Activité
Restituez à l'identique le passage de l'article sur le pôle sommeil qui débute par les mots contenant « Pyjama boutonné, bouchons » et s'achève sur « cette unité spécialisée. ».

Extrait à lire

+---+

Pyjama boutonné, bouchons d’oreille roses et pavé de Guillaume Musso sur la table de nuit : à 10 heures du matin, bardée d’électrodes, Delphine Peneranda est déjà prête à se rendormir. A 48 ans, cette gestionnaire de patrimoine entame sa deuxième journée d’hospitalisation à la clinique mutualiste Beau Soleil de Montpellier, dans les draps bleu pâle du pôle sommeil. Motif : bilan de somnolence. « J’ai consulté il y a un an pour une fatigue permanente, confie-t-elle. J’ai toujours eu un sommeil compliqué, peu réparateur, avec des réveils et des accès de boulimie nocturne. » Traitée pour dépression, face au constat d’échec des antidépresseurs, elle est finalement orientée vers cette unité spécialisée.

Une première batterie de tests a déjà montré un sévère syndrome d’apnées du sommeil, avec 69 apnées ou hypopnées par heure. Depuis, Delphine dort équipée d’un masque à pression positive continue (PPC), qui insuffle de l’air sous pression pour maintenir ouvertes ses voies aériennes. Mais elle lutte toujours contre le besoin de sommeil la journée. « Je suis fatiguée, j’ai des pertes de mémoire, je ne me sens pas au maximum de mes capacités intellectuelles et il m’est déjà arrivé de réaliser que je m’étais éteinte quelques secondes en conduisant. Avec l’appareil, je me sens mieux, mais je me fatigue vite, j’ai du mal à récupérer, j’aimerais retrouver du dynamisme. »

+---+

Bloc de données
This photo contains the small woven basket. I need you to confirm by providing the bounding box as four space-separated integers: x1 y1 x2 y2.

+---+

Résultat de l'exercice
Pyjama boutonné, bouchons d’oreille roses et pavé de Guillaume Musso sur la table de nuit : à 10 heures du matin, bardée d’électrodes, Delphine Peneranda est déjà prête à se rendormir. A 48 ans, cette gestionnaire de patrimoine entame sa deuxième journée d’hospitalisation à la clinique mutualiste Beau Soleil de Montpellier, dans les draps bleu pâle du pôle sommeil. Motif : bilan de somnolence. « J’ai consulté il y a un an pour une fatigue permanente, confie-t-elle. J’ai toujours eu un sommeil compliqué, peu réparateur, avec des réveils et des accès de boulimie nocturne. » Traitée pour dépression, face au constat d’échec des antidépresseurs, elle est finalement orientée vers cette unité spécialisée.